Dataset entries:

++++

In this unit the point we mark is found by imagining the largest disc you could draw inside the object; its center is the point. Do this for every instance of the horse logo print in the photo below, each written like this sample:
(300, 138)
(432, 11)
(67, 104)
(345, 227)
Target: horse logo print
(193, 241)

++++

Task brief:
Please retype the data, matching it exactly.

Solution:
In this unit the point we mark is found by imagining the largest disc you could draw inside the object; its center is the point. Do this for every instance of the horse logo print in the photo below, each written like this sample:
(300, 138)
(432, 11)
(67, 104)
(345, 227)
Target: horse logo print
(193, 241)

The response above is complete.